YOUR GOAL:
Where a line of the data below has the string "woman", copy that line.

Free-text object descriptions
______

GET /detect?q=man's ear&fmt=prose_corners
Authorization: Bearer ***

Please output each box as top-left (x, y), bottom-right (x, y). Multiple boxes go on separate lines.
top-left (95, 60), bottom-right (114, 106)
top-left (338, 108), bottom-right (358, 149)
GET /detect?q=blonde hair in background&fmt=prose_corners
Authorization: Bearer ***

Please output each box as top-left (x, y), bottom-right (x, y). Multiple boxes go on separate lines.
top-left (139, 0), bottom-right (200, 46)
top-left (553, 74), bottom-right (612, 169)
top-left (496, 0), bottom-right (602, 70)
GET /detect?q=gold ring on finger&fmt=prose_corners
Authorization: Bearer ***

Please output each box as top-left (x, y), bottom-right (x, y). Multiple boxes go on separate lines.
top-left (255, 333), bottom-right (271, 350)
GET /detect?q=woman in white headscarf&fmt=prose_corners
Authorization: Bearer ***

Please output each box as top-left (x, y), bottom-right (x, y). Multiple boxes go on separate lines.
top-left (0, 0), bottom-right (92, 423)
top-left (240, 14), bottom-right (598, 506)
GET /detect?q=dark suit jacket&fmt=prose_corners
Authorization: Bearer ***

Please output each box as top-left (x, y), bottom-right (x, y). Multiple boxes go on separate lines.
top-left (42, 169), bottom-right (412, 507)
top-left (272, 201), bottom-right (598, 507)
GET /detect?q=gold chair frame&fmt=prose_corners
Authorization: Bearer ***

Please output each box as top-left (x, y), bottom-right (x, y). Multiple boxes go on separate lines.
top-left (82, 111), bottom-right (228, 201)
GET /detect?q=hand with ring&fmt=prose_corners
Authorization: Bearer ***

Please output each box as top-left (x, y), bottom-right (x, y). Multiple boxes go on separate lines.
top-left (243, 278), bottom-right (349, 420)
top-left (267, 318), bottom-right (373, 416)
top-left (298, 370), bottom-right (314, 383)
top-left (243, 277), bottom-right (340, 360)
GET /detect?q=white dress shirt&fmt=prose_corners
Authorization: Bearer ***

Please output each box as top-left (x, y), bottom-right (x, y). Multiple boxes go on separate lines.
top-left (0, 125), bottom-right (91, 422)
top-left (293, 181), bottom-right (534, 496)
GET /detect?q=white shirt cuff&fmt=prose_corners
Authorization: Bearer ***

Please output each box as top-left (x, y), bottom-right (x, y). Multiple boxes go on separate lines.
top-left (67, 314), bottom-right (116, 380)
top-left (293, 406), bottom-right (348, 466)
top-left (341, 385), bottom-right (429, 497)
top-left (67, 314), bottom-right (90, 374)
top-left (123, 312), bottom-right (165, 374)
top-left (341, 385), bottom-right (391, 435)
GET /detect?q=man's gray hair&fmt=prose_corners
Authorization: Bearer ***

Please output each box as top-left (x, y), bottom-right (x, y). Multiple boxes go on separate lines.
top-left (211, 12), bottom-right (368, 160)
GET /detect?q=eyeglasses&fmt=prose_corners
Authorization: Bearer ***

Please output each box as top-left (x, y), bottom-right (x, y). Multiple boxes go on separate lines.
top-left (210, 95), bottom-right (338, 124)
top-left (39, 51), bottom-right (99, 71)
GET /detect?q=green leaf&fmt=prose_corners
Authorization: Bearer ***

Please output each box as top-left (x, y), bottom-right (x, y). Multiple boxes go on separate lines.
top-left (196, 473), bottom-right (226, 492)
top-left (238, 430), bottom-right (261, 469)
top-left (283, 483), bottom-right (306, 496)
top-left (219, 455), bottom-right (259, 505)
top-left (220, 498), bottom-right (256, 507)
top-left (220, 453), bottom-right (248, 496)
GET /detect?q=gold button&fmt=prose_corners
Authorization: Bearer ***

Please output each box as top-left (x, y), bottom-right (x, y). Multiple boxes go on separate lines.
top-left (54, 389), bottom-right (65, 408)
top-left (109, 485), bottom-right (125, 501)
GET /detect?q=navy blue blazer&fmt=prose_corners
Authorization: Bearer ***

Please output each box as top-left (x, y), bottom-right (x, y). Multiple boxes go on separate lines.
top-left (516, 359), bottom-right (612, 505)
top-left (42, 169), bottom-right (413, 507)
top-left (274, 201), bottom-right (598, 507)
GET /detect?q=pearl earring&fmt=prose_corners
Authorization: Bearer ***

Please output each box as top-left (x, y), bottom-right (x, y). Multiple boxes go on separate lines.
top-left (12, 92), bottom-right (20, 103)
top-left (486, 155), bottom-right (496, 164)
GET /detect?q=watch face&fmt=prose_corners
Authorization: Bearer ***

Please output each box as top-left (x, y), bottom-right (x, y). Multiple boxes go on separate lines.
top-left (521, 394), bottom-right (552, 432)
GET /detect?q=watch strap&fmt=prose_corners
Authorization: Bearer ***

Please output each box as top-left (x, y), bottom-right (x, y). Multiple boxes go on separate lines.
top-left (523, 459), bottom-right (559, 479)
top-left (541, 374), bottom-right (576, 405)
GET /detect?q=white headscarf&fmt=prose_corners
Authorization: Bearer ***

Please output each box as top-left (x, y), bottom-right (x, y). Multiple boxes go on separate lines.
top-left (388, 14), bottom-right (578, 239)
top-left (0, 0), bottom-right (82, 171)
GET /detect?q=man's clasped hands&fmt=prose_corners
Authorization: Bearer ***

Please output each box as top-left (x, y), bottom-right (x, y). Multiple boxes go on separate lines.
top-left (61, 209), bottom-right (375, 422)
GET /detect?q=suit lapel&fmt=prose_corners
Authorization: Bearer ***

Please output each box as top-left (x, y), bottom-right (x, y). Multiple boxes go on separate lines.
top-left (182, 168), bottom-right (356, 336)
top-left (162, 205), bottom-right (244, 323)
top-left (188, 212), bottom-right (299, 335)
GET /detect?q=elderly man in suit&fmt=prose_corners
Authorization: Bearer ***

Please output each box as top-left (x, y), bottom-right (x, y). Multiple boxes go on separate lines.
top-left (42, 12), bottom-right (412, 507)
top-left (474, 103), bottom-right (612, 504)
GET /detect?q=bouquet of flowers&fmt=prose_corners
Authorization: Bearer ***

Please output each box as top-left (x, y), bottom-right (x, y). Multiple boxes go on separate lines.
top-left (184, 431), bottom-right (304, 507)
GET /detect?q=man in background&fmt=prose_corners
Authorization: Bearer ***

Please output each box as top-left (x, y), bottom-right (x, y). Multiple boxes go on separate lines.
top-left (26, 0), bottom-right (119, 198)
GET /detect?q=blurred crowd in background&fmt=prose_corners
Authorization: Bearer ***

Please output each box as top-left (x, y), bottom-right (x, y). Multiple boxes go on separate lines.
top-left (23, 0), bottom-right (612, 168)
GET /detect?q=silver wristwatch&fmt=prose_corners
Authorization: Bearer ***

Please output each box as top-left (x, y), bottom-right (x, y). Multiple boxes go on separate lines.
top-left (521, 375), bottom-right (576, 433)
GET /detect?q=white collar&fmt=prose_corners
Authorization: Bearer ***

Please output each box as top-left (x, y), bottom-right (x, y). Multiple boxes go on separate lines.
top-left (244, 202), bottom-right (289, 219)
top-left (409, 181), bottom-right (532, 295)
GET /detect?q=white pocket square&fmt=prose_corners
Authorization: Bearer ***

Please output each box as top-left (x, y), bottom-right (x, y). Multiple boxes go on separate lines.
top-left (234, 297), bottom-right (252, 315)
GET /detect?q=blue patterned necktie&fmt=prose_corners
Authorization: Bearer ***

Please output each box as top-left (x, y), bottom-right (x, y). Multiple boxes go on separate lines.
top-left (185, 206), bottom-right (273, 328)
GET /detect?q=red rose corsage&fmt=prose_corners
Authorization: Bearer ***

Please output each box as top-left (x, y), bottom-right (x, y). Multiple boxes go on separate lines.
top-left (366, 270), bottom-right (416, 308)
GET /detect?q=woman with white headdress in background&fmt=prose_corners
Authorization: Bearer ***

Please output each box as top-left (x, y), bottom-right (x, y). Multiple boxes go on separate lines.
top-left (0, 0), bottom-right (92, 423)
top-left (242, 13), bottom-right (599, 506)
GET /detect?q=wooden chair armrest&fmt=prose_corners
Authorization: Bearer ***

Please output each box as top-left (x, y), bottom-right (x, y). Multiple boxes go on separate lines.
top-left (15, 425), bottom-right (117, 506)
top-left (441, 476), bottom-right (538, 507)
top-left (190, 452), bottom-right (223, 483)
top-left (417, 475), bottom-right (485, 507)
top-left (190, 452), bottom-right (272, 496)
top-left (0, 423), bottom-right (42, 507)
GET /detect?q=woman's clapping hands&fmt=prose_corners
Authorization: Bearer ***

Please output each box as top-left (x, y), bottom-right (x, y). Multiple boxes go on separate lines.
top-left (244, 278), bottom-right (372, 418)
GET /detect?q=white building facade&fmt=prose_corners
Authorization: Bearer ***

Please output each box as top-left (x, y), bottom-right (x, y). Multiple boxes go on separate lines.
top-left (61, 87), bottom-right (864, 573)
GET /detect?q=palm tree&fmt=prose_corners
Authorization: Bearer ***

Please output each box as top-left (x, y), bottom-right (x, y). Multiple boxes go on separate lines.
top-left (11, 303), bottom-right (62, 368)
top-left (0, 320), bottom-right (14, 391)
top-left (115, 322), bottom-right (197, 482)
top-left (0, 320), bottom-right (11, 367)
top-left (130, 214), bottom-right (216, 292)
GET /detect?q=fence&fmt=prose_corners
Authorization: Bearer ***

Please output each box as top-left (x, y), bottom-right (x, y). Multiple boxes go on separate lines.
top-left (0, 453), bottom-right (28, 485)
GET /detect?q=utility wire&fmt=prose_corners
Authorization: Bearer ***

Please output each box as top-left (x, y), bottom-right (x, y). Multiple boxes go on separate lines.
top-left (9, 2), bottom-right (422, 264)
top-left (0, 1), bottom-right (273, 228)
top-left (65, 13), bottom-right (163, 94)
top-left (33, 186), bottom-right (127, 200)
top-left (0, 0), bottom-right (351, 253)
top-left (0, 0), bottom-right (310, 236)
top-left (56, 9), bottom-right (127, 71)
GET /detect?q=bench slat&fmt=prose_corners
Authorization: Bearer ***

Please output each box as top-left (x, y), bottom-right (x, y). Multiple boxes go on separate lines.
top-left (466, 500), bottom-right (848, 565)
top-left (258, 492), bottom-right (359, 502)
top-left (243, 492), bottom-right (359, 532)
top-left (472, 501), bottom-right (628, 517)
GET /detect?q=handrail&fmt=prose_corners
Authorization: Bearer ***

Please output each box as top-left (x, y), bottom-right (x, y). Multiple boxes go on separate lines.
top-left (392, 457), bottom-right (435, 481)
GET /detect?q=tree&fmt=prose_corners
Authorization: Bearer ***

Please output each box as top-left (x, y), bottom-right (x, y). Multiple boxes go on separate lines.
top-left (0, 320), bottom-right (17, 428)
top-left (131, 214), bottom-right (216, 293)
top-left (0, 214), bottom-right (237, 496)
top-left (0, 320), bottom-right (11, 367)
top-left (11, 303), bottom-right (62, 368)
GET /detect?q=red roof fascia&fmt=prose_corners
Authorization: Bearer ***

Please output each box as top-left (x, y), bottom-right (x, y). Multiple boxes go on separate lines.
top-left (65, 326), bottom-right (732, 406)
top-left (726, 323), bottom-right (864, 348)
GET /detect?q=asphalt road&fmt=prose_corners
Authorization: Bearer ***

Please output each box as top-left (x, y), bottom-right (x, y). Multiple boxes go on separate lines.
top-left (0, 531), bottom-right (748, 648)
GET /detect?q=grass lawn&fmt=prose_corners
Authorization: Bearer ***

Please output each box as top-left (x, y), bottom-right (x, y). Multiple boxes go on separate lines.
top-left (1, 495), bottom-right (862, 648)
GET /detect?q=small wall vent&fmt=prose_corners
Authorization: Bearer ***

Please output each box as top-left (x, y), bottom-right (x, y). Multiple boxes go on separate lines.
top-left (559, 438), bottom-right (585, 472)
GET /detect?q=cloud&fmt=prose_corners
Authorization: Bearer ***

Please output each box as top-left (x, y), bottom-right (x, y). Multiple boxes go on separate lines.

______

EXPECTED ANSWER:
GET /detect?q=woman in white headscarf&fmt=prose_corners
GET /detect?q=woman with white headdress in background&fmt=prose_corners
GET /detect?q=woman's clapping hands&fmt=prose_corners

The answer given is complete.